======== Document segment

Semidefinite Matrices and Semidefinite Programming

Section 7.1 Semidefinite Matrices and Semidefinite Programming

Semidefinite programming is a powerful extension of linear programming in which the variables are arranged in a matrix and the non-negativity constraints appearing in the Standard or Canonical Forms of an LP (see Section 2.2) are replaced by the constraint that the matrix holding the variables is positive semidefinite (to be defined shortly). As we shall see, like with linear programming, semi-definite programming provides a powerful tool for attacking a wide range of interesting optimization problems.

As we just said, semidefinite programs generalize linear programs by replacing “non-negative numbers” with “positive semidefinite matrices”. In fact, there is an intuitive way in which positive semidefinite matrices are a natural generalization of the concept of non-negative numbers. At the risk of insulting your intelligence, let us think about what happens when we multiply a real number \(x\) by a real number \(a\geq 0\text{.}\) Regardless of which number \(x\) we choose, the operation of multiplying by a non-negative number \(a\) simply scales the number \(x\) and, importantly, the resulting number \(ax\) remains on the “same side” of the origin as \(x\text{.}\) In contrast, if \(a\) is negative, then the multiplication by \(a\) operation flips \(x\) to the other side of the origin.

Now, let us think of a vector \(x\in\mathbb{R}^n\) as opposed to a real number. A natural analogue of the concept of a positive number is an \(n\times n\) matrix \(A\) with the property that, for any \(x\in\mathbb{R}^n\text{,}\) the vector \(Ax\) is on the “same side” as the vector \(x\text{.}\) “The same side of what?” you may ask. In one dimension, we spoke about being on the same side of the origin, but this doesn’t make much sense in higher dimensions. In higher dimensions, it turns out that the right thing to think about is whether or not \(Ax\) is on the same side of the hyperplane \(x^{\perp}=\{y\in\mathbb{R}^n: x^Ty=0\}\text{.}\) Note that, in one dimension, if \(x\neq0\text{,}\) then \(x^{\perp}=\{0\}\) and so this notion of “sides” in dimension \(n\) coincides with “sides of the origin” in one dimension. What it means for a vector \(z\) to be on the “same side” of this hyperplane as \(x\) is that \(x^Tz\geq 0\text{.}\) So, this leads us to a natural geometric intuition about the following definition of a positive semidefinite (positive definite) matrix which generalizes the concept of a non-negative (positive) real number.

================

Given instruction A:
In the section on semidefinite matrices, what replaces the non-negativity constraints of a linear program in semidefinite programming?
Given instruction B:
Decide whether each statement below agrees with the section on semidefinite matrices, answering yes or no and quoting the deciding words: (i) In semidefinite programming the variables are arranged in a matrix. (ii) Multiplying a real number \(x\) by a negative \(a\) keeps the result on the same side of the origin as \(x\). (iii) Speaking of the same side of the origin makes good sense in higher dimensions.
Given instruction C:
From the section on semidefinite matrices, return the passage between "Semidefinite programming is" and "interesting optimization problems.", inclusive.

======== Data excerpts

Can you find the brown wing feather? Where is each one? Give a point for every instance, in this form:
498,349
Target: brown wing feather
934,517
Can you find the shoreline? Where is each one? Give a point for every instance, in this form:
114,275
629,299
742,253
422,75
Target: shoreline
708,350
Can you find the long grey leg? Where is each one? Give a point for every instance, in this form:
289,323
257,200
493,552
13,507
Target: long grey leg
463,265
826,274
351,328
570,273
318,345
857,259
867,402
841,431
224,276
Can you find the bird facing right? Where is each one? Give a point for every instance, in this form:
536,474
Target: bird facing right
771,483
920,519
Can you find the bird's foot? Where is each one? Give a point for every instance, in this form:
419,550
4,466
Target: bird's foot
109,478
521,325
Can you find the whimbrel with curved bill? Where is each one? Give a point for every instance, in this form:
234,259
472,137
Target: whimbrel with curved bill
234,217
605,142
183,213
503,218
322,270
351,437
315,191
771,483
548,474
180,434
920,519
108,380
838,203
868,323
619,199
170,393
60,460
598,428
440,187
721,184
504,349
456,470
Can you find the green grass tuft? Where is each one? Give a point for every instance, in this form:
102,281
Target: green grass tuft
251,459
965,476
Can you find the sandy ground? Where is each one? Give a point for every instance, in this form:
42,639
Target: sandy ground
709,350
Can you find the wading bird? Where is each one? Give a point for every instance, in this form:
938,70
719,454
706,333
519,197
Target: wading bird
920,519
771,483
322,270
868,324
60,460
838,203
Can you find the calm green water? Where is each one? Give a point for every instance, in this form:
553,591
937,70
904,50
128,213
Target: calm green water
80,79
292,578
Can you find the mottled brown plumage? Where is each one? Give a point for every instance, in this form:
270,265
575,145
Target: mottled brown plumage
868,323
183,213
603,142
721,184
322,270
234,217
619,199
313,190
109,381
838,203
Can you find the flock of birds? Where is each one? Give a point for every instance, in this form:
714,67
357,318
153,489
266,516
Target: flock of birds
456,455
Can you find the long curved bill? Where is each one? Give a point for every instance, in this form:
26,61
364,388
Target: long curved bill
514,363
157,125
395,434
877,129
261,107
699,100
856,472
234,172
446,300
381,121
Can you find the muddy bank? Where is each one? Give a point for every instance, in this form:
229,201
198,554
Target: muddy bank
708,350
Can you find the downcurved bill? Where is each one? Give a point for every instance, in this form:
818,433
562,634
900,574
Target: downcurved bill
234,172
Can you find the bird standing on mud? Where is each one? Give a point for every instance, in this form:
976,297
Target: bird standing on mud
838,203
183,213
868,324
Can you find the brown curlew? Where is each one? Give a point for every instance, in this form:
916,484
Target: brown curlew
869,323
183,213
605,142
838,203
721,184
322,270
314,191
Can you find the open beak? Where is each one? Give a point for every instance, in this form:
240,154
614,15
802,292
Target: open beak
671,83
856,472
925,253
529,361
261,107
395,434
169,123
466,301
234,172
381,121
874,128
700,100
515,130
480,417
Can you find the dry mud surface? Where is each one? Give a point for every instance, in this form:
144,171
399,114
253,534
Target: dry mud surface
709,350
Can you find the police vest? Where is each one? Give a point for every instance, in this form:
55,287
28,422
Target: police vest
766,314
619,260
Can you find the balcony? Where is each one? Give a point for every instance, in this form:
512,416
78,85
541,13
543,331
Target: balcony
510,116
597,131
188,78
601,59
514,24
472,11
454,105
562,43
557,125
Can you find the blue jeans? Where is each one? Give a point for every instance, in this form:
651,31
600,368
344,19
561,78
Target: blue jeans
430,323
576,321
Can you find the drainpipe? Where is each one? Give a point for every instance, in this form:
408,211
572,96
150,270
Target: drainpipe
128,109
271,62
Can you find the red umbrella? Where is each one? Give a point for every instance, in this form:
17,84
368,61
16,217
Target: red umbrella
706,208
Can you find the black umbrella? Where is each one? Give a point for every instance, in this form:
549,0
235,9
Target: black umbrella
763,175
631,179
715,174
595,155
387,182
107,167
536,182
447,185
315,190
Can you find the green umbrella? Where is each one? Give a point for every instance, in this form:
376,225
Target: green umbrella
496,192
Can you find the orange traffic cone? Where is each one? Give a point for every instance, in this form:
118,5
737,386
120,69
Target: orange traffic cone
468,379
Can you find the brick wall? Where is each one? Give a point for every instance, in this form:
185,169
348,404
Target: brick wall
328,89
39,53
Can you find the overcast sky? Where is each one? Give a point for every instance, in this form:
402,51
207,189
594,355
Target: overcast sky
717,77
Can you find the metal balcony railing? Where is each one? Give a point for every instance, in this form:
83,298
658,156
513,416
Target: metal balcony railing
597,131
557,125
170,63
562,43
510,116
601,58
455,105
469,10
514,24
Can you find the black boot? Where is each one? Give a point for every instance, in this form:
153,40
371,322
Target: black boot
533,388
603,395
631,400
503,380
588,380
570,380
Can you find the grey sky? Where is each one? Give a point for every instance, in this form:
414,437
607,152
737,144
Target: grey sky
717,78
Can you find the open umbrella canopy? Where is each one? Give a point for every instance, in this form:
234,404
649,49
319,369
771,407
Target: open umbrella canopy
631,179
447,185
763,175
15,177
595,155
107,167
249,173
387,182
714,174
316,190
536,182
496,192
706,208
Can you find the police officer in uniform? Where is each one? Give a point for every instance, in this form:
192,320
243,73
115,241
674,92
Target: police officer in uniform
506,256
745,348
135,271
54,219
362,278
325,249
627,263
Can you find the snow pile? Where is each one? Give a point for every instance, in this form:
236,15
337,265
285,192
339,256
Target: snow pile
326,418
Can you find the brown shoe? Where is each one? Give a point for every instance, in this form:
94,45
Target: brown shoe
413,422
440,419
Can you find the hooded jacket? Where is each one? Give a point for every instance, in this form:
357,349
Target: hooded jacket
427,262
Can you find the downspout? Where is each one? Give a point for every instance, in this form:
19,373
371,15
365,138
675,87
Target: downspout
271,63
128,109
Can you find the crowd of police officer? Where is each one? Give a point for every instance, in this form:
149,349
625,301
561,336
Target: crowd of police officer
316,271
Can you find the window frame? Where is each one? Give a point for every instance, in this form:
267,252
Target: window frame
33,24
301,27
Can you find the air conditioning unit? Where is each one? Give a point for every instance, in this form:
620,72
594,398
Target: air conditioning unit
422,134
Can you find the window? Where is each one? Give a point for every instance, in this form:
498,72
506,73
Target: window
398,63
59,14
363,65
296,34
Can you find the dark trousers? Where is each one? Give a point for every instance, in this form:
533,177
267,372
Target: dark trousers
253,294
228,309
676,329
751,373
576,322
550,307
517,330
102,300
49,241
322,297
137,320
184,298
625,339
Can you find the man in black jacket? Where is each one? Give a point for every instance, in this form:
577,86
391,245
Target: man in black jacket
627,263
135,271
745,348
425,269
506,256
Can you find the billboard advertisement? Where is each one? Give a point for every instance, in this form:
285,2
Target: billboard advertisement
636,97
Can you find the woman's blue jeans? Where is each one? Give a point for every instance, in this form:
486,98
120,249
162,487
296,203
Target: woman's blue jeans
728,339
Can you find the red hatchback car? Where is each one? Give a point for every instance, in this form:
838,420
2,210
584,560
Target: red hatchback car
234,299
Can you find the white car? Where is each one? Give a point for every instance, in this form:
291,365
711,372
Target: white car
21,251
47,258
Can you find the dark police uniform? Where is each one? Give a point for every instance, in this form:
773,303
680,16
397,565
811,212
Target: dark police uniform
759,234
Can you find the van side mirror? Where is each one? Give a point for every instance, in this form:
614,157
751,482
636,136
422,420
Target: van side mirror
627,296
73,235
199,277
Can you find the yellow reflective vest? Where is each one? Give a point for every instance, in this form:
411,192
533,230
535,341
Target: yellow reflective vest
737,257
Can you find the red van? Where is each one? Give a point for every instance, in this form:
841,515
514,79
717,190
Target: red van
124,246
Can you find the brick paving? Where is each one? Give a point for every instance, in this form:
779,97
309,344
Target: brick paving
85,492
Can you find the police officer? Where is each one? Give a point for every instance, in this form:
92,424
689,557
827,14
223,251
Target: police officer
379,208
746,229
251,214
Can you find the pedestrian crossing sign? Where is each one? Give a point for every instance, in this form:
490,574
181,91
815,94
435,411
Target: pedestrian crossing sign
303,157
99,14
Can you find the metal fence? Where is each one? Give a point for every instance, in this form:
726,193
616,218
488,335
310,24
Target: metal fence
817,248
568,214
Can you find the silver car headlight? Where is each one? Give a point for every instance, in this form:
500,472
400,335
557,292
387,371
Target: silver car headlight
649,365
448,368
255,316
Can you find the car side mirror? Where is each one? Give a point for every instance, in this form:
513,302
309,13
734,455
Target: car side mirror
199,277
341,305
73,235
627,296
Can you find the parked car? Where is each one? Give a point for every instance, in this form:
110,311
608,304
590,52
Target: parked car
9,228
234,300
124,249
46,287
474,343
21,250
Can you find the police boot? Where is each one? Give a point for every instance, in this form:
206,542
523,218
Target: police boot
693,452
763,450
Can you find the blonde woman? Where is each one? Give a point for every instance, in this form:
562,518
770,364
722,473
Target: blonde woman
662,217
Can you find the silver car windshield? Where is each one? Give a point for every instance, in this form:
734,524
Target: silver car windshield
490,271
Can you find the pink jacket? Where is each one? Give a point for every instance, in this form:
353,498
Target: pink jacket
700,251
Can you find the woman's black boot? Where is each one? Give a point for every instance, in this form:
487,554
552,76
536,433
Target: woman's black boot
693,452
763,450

================

Response A:
They are replaced by the constraint that the matrix holding the variables is positive semidefinite.

Response B:
(i) Yes: "the variables are arranged in a matrix"
(ii) No: "if \(a\) is negative, then the multiplication by \(a\) operation flips \(x\) to the other side of the origin"
(iii) No: "this doesn’t make much sense in higher dimensions"

Response C:
Semidefinite programming is a powerful extension of linear programming in which the variables are arranged in a matrix and the non-negativity constraints appearing in the Standard or Canonical Forms of an LP (see Section 2.2) are replaced by the constraint that the matrix holding the variables is positive semidefinite (to be defined shortly). As we shall see, like with linear programming, semi-definite programming provides a powerful tool for attacking a wide range of interesting optimization problems.